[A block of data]
★ ★ ★ ★ ★

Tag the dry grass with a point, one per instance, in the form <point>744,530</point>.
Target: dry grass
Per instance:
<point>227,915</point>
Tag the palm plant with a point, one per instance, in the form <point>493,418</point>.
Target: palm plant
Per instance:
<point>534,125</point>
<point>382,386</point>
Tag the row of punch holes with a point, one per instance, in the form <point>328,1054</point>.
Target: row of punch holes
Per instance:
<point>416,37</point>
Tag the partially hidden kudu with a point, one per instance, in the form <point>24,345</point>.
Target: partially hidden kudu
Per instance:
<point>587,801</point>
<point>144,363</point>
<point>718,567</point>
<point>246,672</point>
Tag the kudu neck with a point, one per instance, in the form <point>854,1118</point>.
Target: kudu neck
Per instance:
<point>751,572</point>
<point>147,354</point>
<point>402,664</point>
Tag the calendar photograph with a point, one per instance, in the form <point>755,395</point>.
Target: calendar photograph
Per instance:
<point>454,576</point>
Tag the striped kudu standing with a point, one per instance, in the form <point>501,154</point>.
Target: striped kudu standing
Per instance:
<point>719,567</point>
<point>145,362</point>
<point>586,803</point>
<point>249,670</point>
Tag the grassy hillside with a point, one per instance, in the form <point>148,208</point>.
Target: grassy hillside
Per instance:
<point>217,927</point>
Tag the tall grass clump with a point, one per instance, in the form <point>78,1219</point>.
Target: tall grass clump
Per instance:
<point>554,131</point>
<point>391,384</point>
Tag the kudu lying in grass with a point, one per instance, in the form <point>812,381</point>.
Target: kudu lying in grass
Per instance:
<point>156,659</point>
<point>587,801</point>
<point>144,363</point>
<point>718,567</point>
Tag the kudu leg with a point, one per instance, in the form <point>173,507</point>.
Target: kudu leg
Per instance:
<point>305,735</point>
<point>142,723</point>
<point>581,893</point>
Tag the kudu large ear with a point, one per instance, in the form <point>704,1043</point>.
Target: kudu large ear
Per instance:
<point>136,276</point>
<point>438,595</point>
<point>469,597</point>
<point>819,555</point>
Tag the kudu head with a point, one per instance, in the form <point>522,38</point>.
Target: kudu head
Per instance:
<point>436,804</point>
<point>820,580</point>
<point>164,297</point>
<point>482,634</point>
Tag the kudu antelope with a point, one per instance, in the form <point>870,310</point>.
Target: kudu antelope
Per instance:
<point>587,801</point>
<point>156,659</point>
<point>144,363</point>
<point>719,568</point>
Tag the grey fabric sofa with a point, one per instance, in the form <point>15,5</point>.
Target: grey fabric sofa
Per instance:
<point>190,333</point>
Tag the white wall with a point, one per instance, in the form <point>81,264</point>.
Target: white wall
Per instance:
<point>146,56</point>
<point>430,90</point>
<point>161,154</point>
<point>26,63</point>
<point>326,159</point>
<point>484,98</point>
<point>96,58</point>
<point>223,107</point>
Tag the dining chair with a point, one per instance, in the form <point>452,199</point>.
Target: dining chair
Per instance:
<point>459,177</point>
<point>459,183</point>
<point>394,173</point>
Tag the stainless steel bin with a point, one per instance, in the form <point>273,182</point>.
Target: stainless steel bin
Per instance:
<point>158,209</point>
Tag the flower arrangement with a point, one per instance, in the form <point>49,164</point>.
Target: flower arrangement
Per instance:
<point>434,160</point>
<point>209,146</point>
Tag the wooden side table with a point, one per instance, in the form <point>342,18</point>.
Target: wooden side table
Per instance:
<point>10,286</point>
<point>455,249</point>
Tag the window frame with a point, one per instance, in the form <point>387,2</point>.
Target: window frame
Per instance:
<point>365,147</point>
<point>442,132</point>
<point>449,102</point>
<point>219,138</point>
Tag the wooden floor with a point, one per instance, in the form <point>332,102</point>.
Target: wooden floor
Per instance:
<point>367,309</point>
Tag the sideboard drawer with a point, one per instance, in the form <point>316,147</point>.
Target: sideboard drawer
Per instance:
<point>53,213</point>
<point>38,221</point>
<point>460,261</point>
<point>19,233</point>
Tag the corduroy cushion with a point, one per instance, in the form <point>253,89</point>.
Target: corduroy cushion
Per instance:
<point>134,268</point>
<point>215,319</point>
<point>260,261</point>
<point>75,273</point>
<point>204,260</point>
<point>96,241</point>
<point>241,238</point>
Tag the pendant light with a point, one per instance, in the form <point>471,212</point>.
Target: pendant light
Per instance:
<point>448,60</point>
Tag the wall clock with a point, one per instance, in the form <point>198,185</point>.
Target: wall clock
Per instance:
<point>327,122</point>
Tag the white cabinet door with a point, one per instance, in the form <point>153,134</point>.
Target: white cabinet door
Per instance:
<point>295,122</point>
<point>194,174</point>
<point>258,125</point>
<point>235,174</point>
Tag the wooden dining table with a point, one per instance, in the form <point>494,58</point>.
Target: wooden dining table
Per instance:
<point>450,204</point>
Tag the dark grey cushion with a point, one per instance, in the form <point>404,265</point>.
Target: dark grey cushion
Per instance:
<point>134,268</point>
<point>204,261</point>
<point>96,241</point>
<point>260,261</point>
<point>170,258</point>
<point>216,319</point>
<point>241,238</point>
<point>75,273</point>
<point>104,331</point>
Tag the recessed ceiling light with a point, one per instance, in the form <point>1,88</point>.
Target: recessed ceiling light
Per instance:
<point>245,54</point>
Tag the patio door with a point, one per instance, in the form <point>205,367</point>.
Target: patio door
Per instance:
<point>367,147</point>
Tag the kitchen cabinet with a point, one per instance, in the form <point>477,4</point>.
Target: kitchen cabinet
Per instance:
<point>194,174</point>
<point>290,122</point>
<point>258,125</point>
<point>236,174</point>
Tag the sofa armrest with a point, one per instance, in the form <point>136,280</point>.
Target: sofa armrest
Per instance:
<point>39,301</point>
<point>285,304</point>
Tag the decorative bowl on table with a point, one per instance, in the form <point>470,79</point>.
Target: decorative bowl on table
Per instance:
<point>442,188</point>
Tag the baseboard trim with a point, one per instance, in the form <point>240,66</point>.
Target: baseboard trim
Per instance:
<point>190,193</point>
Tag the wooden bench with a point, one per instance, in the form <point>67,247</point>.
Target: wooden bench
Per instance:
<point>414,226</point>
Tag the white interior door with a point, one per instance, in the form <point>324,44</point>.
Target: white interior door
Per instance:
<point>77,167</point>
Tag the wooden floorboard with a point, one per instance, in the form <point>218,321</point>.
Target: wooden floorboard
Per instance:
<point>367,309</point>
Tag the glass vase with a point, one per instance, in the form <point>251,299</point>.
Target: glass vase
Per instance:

★ ★ ★ ★ ★

__WHAT NEEDS TO BE DONE__
Reproduce only the lines running from the one that contains "Tag the kitchen" to the last line of the records.

__FINAL RESULT__
Tag the kitchen cabinet with a point, one per instance, in the form <point>477,4</point>.
Target: kitchen cabinet
Per instance:
<point>194,174</point>
<point>290,122</point>
<point>258,125</point>
<point>236,174</point>
Tag the sofa armrest with a point, one per instance, in the form <point>136,280</point>.
Target: sofa armrest
Per instance:
<point>39,301</point>
<point>285,304</point>
Tag the decorative bowl on table with a point, one per instance, in the form <point>470,79</point>.
Target: decorative bowl on table
Per instance:
<point>442,188</point>
Tag the baseboard trim with a point, one per instance, in the form <point>240,66</point>.
Target: baseboard trim
Per instance:
<point>190,193</point>
Tag the wooden bench with a point, one per instance, in the form <point>67,247</point>.
Target: wooden bench
Per instance:
<point>414,226</point>
Tag the white interior door with a point, one per instance, in the form <point>324,44</point>.
Target: white interior door
Per instance:
<point>77,167</point>
Tag the wooden floorboard with a point, one per instance, in the form <point>218,321</point>.
Target: wooden floorboard
Per instance:
<point>367,309</point>
Tag the glass vase with a point, one per instance, in the form <point>251,299</point>.
Target: glass vase
Per instance:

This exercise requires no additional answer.